Written instruction =
Set down, without alteration, the lines from the one that contains "Where can the snow-capped" through the final line of the material below.

Provided records =
☆ ☆ ☆ ☆

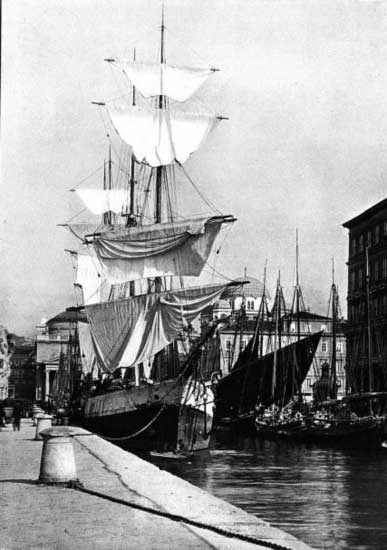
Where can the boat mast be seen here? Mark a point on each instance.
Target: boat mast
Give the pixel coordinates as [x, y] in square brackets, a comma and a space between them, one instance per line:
[131, 218]
[297, 291]
[369, 335]
[334, 299]
[160, 170]
[107, 184]
[161, 102]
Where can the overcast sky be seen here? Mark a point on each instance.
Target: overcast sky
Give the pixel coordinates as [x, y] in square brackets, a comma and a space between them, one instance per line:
[303, 84]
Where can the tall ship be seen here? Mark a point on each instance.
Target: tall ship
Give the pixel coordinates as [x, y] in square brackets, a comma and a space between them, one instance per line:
[140, 267]
[264, 379]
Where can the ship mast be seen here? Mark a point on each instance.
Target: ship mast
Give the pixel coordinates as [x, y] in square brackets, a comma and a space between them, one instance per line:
[107, 184]
[334, 298]
[131, 219]
[369, 335]
[160, 170]
[161, 103]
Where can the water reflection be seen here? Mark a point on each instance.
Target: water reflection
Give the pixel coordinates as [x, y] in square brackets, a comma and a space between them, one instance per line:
[329, 498]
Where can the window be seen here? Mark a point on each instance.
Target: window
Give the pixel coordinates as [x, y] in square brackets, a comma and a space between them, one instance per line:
[353, 247]
[376, 270]
[377, 234]
[352, 280]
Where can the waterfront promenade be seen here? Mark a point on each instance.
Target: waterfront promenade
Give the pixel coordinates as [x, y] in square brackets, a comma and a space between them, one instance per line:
[52, 517]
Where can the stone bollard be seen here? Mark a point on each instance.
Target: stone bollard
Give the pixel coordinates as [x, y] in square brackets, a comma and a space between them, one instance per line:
[44, 422]
[36, 415]
[58, 461]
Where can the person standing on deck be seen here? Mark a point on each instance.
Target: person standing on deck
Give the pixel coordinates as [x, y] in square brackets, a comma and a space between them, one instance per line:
[16, 417]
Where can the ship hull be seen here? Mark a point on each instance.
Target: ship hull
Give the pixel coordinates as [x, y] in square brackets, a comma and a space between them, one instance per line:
[164, 417]
[367, 431]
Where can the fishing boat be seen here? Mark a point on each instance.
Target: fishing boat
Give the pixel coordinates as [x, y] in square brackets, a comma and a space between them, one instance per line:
[257, 382]
[143, 388]
[347, 421]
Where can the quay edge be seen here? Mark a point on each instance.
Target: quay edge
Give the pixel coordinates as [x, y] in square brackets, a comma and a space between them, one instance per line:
[108, 469]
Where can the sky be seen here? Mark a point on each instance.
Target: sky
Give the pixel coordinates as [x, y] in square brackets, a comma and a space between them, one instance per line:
[303, 84]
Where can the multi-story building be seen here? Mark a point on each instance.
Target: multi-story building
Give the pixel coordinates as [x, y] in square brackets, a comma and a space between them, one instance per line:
[22, 369]
[52, 340]
[4, 364]
[233, 340]
[367, 300]
[309, 324]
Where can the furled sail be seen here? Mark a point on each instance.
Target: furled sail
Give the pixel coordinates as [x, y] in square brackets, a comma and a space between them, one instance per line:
[160, 137]
[90, 277]
[86, 347]
[250, 380]
[131, 331]
[179, 248]
[153, 79]
[99, 201]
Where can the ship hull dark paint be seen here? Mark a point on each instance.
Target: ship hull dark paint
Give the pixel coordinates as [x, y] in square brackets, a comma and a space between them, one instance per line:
[152, 424]
[356, 434]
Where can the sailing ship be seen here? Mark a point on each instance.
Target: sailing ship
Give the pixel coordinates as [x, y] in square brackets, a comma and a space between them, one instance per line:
[133, 267]
[259, 381]
[350, 420]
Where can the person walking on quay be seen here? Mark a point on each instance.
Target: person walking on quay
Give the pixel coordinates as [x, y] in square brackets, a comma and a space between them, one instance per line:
[16, 417]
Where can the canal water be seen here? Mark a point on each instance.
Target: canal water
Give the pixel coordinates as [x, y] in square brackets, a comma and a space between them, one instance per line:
[331, 498]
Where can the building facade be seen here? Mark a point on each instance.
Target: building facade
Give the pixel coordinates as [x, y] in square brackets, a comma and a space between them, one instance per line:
[22, 369]
[232, 342]
[4, 363]
[52, 341]
[367, 300]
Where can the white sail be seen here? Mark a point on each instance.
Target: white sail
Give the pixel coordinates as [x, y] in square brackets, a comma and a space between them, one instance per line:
[160, 137]
[86, 348]
[133, 330]
[179, 248]
[153, 79]
[99, 201]
[90, 277]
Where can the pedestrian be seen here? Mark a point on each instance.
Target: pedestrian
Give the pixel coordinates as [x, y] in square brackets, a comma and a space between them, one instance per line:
[16, 417]
[2, 416]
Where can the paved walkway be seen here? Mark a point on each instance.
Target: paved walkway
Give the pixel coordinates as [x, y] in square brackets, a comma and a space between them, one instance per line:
[49, 517]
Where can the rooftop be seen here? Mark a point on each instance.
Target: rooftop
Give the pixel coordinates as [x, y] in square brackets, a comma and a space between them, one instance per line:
[375, 209]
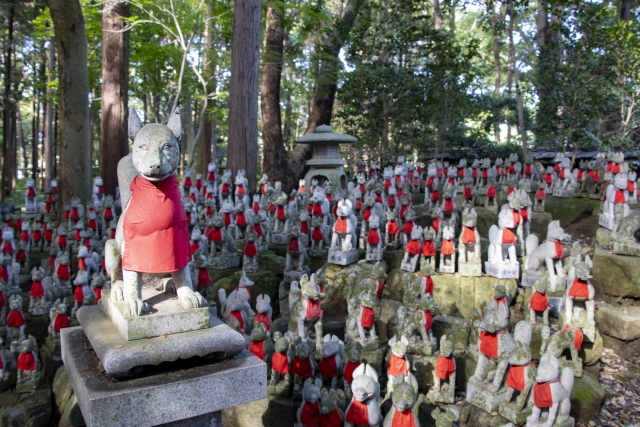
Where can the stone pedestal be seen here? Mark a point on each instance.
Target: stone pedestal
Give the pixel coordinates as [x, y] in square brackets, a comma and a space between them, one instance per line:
[562, 192]
[502, 271]
[191, 395]
[480, 396]
[119, 356]
[342, 258]
[470, 269]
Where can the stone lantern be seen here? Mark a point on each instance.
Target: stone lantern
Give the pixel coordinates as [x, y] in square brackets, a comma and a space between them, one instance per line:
[326, 163]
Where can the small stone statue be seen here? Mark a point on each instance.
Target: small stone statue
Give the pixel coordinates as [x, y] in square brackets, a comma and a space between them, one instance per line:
[551, 393]
[445, 371]
[28, 366]
[331, 349]
[364, 409]
[521, 377]
[403, 410]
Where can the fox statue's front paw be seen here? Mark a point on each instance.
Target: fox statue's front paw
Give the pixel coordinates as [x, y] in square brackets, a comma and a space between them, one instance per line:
[190, 299]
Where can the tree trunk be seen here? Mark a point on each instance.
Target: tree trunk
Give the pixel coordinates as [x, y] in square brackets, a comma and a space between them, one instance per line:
[7, 107]
[48, 118]
[75, 139]
[209, 68]
[274, 155]
[114, 141]
[243, 89]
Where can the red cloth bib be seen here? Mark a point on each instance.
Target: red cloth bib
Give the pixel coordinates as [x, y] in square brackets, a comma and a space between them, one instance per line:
[428, 249]
[332, 419]
[403, 419]
[154, 221]
[392, 227]
[257, 349]
[301, 367]
[348, 371]
[542, 397]
[358, 413]
[37, 290]
[397, 365]
[413, 247]
[539, 302]
[15, 319]
[447, 247]
[468, 235]
[508, 236]
[373, 238]
[61, 322]
[368, 317]
[280, 363]
[445, 367]
[328, 367]
[313, 309]
[26, 362]
[515, 379]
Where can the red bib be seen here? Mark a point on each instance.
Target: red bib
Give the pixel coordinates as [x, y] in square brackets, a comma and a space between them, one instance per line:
[468, 235]
[155, 220]
[280, 363]
[367, 318]
[445, 367]
[428, 249]
[447, 247]
[348, 371]
[539, 302]
[358, 413]
[328, 367]
[542, 397]
[413, 247]
[579, 289]
[26, 362]
[397, 365]
[61, 322]
[301, 367]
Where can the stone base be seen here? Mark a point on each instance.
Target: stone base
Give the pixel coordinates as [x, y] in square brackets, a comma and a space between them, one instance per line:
[373, 256]
[280, 239]
[119, 356]
[166, 316]
[607, 222]
[166, 397]
[502, 271]
[223, 262]
[342, 258]
[296, 275]
[470, 269]
[509, 411]
[562, 192]
[479, 396]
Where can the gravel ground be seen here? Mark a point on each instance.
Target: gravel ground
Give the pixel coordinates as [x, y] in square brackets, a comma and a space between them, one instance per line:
[621, 381]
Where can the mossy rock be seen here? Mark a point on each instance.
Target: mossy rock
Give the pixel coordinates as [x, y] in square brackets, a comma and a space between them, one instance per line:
[455, 328]
[586, 398]
[269, 412]
[273, 263]
[615, 275]
[459, 296]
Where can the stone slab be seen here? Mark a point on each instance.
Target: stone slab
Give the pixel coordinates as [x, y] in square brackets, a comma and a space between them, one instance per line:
[119, 356]
[502, 271]
[606, 222]
[166, 316]
[163, 398]
[619, 322]
[342, 258]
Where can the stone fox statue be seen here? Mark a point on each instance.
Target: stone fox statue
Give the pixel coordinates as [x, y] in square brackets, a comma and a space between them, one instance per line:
[152, 234]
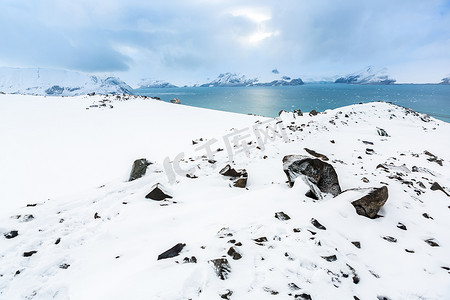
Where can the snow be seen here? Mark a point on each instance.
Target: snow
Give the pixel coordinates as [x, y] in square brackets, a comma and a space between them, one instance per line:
[39, 81]
[73, 162]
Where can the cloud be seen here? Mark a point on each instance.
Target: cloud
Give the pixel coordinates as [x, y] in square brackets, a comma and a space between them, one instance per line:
[202, 38]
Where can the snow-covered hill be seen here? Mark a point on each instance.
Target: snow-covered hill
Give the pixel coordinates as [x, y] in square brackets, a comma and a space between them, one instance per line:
[38, 81]
[265, 241]
[237, 80]
[369, 75]
[151, 83]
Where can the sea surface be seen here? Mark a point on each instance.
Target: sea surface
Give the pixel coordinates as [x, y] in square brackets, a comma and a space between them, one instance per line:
[432, 99]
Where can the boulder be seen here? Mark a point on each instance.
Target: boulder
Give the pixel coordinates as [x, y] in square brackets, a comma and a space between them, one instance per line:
[139, 168]
[222, 267]
[158, 193]
[319, 175]
[172, 252]
[369, 205]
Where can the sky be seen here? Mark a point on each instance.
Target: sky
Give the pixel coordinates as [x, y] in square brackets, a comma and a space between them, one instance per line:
[191, 41]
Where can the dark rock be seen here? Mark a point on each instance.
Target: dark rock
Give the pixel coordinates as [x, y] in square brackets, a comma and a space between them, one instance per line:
[227, 295]
[172, 252]
[401, 226]
[382, 132]
[158, 193]
[437, 187]
[316, 154]
[222, 267]
[29, 253]
[330, 258]
[317, 224]
[240, 182]
[234, 254]
[139, 168]
[12, 234]
[319, 175]
[229, 171]
[370, 204]
[293, 286]
[282, 216]
[192, 260]
[261, 239]
[432, 243]
[357, 244]
[369, 151]
[390, 239]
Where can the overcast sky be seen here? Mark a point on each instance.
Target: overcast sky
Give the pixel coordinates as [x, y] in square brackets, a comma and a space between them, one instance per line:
[188, 41]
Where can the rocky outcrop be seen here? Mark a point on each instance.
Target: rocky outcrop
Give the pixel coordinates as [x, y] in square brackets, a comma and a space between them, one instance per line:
[369, 205]
[139, 168]
[320, 176]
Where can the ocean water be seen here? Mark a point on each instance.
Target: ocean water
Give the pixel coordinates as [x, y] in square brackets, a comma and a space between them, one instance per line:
[432, 99]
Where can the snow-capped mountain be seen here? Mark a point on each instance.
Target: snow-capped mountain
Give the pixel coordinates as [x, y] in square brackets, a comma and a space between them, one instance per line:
[37, 81]
[151, 83]
[445, 80]
[236, 80]
[368, 75]
[230, 79]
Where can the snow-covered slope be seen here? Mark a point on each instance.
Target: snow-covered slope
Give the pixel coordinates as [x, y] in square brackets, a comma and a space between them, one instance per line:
[104, 243]
[229, 80]
[38, 81]
[369, 75]
[151, 83]
[236, 80]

☆ ☆ ☆ ☆

Task response =
Where can the snow-capped mountain be seen here? Mark a point on each instance.
Target: snow-capped mountain
Give the pixel coordinates as [x, y] in square brackets, a comma and a space between them, one instance per line:
[37, 81]
[151, 83]
[445, 80]
[236, 80]
[368, 75]
[230, 79]
Where can the snow-covered slope be seen here? Mark a point on each instance.
Target: snow-covered slope
Give the pixel coordinates as [x, y] in square brackets, a comma and a space between them, one instance per line:
[104, 243]
[229, 80]
[38, 81]
[369, 75]
[151, 83]
[236, 80]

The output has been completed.